*** MATERIAL

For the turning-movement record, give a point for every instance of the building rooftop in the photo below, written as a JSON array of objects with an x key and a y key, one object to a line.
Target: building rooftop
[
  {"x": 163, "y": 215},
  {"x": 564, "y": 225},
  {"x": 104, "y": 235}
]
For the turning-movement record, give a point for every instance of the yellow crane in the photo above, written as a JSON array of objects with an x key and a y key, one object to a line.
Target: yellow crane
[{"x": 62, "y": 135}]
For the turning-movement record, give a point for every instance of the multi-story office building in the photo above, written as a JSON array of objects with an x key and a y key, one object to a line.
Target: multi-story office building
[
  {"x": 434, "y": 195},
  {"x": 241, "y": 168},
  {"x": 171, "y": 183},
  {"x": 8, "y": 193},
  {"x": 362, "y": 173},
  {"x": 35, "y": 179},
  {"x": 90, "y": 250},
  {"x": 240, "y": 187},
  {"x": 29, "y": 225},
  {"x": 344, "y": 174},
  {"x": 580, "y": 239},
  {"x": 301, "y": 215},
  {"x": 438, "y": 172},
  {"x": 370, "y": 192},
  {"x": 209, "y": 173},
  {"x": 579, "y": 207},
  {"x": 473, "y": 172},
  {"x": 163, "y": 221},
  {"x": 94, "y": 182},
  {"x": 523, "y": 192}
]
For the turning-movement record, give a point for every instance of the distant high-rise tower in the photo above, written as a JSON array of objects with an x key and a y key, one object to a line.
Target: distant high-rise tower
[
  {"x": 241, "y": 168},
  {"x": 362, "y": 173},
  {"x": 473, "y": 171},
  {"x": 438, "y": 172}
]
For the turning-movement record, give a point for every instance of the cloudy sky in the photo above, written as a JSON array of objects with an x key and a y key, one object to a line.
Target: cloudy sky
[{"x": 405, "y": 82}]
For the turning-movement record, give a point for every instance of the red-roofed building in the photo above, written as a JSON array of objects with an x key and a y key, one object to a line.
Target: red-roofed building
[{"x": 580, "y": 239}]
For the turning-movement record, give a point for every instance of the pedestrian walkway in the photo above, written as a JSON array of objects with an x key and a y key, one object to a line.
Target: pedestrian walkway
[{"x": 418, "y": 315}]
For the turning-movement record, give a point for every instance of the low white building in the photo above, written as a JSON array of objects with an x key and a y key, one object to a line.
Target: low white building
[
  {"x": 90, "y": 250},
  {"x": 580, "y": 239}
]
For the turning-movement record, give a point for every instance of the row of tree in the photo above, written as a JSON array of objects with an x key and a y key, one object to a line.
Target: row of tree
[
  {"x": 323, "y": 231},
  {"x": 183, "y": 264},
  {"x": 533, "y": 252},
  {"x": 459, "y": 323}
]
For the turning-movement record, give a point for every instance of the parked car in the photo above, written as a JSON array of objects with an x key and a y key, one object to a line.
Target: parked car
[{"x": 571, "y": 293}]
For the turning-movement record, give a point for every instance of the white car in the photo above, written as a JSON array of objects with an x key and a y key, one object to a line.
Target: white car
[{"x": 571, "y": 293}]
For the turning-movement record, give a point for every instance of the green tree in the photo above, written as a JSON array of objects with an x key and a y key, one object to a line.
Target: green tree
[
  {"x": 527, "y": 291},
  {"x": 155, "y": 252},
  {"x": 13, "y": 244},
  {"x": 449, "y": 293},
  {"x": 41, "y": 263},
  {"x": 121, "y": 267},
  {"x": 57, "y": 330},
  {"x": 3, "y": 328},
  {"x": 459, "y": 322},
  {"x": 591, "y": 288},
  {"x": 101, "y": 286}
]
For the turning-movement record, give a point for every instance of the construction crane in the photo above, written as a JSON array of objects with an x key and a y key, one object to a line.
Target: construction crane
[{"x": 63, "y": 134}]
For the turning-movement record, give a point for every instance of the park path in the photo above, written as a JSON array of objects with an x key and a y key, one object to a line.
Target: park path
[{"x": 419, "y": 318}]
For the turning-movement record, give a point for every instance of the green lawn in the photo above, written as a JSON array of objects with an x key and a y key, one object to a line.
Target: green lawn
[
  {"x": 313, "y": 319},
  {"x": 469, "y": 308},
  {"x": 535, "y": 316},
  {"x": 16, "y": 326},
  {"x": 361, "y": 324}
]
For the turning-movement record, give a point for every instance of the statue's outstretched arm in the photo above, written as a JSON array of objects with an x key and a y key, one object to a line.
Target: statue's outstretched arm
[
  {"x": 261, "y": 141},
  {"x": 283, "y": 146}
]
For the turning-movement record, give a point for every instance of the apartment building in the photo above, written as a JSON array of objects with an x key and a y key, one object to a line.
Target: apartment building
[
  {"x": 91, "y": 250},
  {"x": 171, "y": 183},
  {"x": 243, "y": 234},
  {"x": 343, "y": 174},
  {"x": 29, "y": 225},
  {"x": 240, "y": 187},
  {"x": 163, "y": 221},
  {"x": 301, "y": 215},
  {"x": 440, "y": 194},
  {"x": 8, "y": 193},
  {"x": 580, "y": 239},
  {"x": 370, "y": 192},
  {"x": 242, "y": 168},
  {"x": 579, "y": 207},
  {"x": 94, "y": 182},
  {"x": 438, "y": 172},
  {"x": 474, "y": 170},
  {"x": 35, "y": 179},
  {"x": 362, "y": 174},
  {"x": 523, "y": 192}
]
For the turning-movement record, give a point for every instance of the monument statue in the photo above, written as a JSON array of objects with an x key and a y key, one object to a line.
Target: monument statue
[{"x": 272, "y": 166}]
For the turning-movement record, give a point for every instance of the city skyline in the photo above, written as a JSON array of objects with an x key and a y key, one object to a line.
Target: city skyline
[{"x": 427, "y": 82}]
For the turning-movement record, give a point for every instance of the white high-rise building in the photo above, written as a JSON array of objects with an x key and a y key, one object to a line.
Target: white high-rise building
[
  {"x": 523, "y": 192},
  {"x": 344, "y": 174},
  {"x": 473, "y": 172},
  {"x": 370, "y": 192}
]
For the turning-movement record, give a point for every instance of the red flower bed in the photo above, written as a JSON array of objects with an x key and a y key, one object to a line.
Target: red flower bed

******

THE EXERCISE
Convert every line of the records above into a JSON list of strings, with one string per line and any blank lines left out.

OUTPUT FOR THIS TASK
[
  "For the turning-movement record, give a point for every instance of the building rooftop in the photo below, written as a JSON array of objects with an x key and a y key, one object to a line.",
  "Target: building rooftop",
  "[",
  "  {\"x\": 163, \"y\": 215},",
  "  {\"x\": 564, \"y\": 225},",
  "  {\"x\": 104, \"y\": 235}",
  "]",
  "For the turning-movement record, give a point for every instance of the yellow crane in the photo above, written as a JSON array of objects with an x key and a y key, one object to a line.",
  "Target: yellow crane",
  "[{\"x\": 62, \"y\": 135}]",
  "For the turning-movement record, give a point for every instance of the multi-story office building in the photo above, written as a JSON array of objects with an x key and a y key, one object to a line.",
  "Target: multi-story office building",
  "[",
  "  {\"x\": 434, \"y\": 195},",
  "  {\"x\": 241, \"y\": 168},",
  "  {\"x\": 171, \"y\": 183},",
  "  {\"x\": 8, \"y\": 193},",
  "  {\"x\": 362, \"y\": 173},",
  "  {\"x\": 35, \"y\": 179},",
  "  {\"x\": 90, \"y\": 250},",
  "  {\"x\": 240, \"y\": 187},",
  "  {\"x\": 29, \"y\": 225},",
  "  {\"x\": 344, \"y\": 174},",
  "  {\"x\": 580, \"y\": 239},",
  "  {\"x\": 301, \"y\": 215},",
  "  {\"x\": 438, \"y\": 172},",
  "  {\"x\": 370, \"y\": 192},",
  "  {\"x\": 209, \"y\": 173},",
  "  {\"x\": 579, \"y\": 207},",
  "  {\"x\": 473, \"y\": 172},",
  "  {\"x\": 163, \"y\": 221},",
  "  {\"x\": 94, \"y\": 182},",
  "  {\"x\": 523, \"y\": 192}",
  "]",
  "For the turning-movement record, give a point for every instance of the distant high-rise tower in the photo above, written as a JSON array of objects with an x key and a y key, one object to a line.",
  "Target: distant high-rise tower",
  "[",
  "  {\"x\": 241, \"y\": 168},",
  "  {\"x\": 362, \"y\": 173},",
  "  {\"x\": 473, \"y\": 171},",
  "  {\"x\": 438, \"y\": 172}",
  "]",
  "For the turning-movement record, give a point for every instance of the cloudy sky in the photo above, written as a JSON array of objects with an x key and a y key, one object to a line.",
  "Target: cloudy sky",
  "[{\"x\": 405, \"y\": 82}]",
  "For the turning-movement record, give a point for every instance of the red-roofed building in the photo above, written as a JSON array of objects with an x key and a y key, one object to a line.",
  "Target: red-roofed building",
  "[{\"x\": 580, \"y\": 239}]",
  "For the turning-movement record, give a point for every instance of the pedestrian walkway in the photo above, written as a JSON array of objects with an x key and a y key, one object to a line.",
  "Target: pedestrian walkway",
  "[{\"x\": 418, \"y\": 315}]",
  "For the turning-movement record, give a point for every instance of the low white building in the photo above, written as a JSON array of objects with an x key and a y key, one object to a line.",
  "Target: low white building",
  "[",
  "  {\"x\": 90, \"y\": 250},",
  "  {\"x\": 580, \"y\": 239}",
  "]",
  "For the turning-movement record, give a point for every instance of the row of tree in the photo above, written as a JSON array of objects with an x key and a y key, one object to a line.",
  "Target: row of tree",
  "[",
  "  {\"x\": 323, \"y\": 231},",
  "  {\"x\": 183, \"y\": 264},",
  "  {\"x\": 533, \"y\": 252},",
  "  {\"x\": 459, \"y\": 323}",
  "]",
  "For the turning-movement record, give a point for every instance of the parked car in the photo above, written as a JSON array of objects with an x key and a y key, one object to a line.",
  "Target: parked car",
  "[{\"x\": 571, \"y\": 293}]",
  "For the turning-movement record, give a point for every instance of the white car in the photo above, written as a JSON array of objects with an x key and a y key, one object to a line.",
  "Target: white car",
  "[{\"x\": 571, \"y\": 293}]",
  "For the turning-movement record, give a point for every instance of the green tree in the photo above, written as a JSON array of objects with an x key and a y key, one object to a line.",
  "Target: green tree",
  "[",
  "  {\"x\": 527, \"y\": 291},",
  "  {\"x\": 155, \"y\": 252},",
  "  {\"x\": 13, \"y\": 244},",
  "  {\"x\": 449, \"y\": 293},",
  "  {\"x\": 41, \"y\": 263},",
  "  {\"x\": 121, \"y\": 267},",
  "  {\"x\": 57, \"y\": 330},",
  "  {\"x\": 3, \"y\": 328},",
  "  {\"x\": 459, \"y\": 322},",
  "  {\"x\": 591, \"y\": 288},",
  "  {\"x\": 101, \"y\": 286}",
  "]",
  "For the turning-movement record, give a point for every instance of the construction crane in the photo above, written as a JSON array of objects with an x key and a y key, one object to a line.",
  "Target: construction crane",
  "[{\"x\": 63, \"y\": 134}]",
  "For the turning-movement record, give a point for every instance of the park path in the photo above, written as a JSON array of objects with an x key and a y key, one object to a line.",
  "Target: park path",
  "[{\"x\": 419, \"y\": 318}]",
  "For the turning-movement record, give a point for every instance of the green lawn in the photo above, written as a JSON array of objects with an x key and a y key, one object to a line.",
  "Target: green lawn",
  "[",
  "  {\"x\": 313, \"y\": 319},",
  "  {\"x\": 469, \"y\": 308},",
  "  {\"x\": 535, \"y\": 316},",
  "  {\"x\": 16, \"y\": 326},",
  "  {\"x\": 361, \"y\": 324}",
  "]",
  "For the turning-movement record, give a point for every instance of the statue's outstretched arm in the photo above, written as a JSON array of objects with an x key and a y key, one object to a line.",
  "Target: statue's outstretched arm",
  "[",
  "  {\"x\": 261, \"y\": 141},",
  "  {\"x\": 283, \"y\": 146}",
  "]",
  "For the turning-movement record, give a point for every instance of the apartment building in the photo above, written as a JSON array of objects with an x key and a y key, one object to a line.",
  "Target: apartment building",
  "[",
  "  {\"x\": 91, \"y\": 250},",
  "  {\"x\": 171, \"y\": 183},",
  "  {\"x\": 243, \"y\": 234},",
  "  {\"x\": 343, \"y\": 174},",
  "  {\"x\": 29, \"y\": 225},",
  "  {\"x\": 240, \"y\": 187},",
  "  {\"x\": 163, \"y\": 221},",
  "  {\"x\": 301, \"y\": 215},",
  "  {\"x\": 440, \"y\": 194},",
  "  {\"x\": 8, \"y\": 193},",
  "  {\"x\": 580, \"y\": 239},",
  "  {\"x\": 370, \"y\": 192},",
  "  {\"x\": 242, \"y\": 168},",
  "  {\"x\": 579, \"y\": 207},",
  "  {\"x\": 94, \"y\": 182},",
  "  {\"x\": 438, \"y\": 172},",
  "  {\"x\": 474, \"y\": 170},",
  "  {\"x\": 35, \"y\": 179},",
  "  {\"x\": 362, \"y\": 174},",
  "  {\"x\": 523, \"y\": 192}",
  "]",
  "For the turning-movement record, give a point for every instance of the monument statue in the photo above, written as a JSON array of objects with an x key and a y key, one object to a line.",
  "Target: monument statue",
  "[{\"x\": 272, \"y\": 166}]",
  "For the turning-movement record, give a point for every instance of the city skyline in the photo above, written as a JSON array of objects with an x key and a y key, one object to a line.",
  "Target: city skyline",
  "[{\"x\": 427, \"y\": 82}]",
  "For the turning-movement record, give a point for every instance of the white high-rise building in the photo above, written as a JSON array of objects with an x key and a y key, one object to a line.",
  "Target: white high-rise building",
  "[",
  "  {\"x\": 523, \"y\": 192},",
  "  {\"x\": 344, \"y\": 174},",
  "  {\"x\": 473, \"y\": 172},",
  "  {\"x\": 370, \"y\": 192}",
  "]",
  "For the turning-movement record, give a point for every instance of the red flower bed in the photo above, written as a JSON array of objects with an x key and a y key, one object to a line.",
  "Target: red flower bed"
]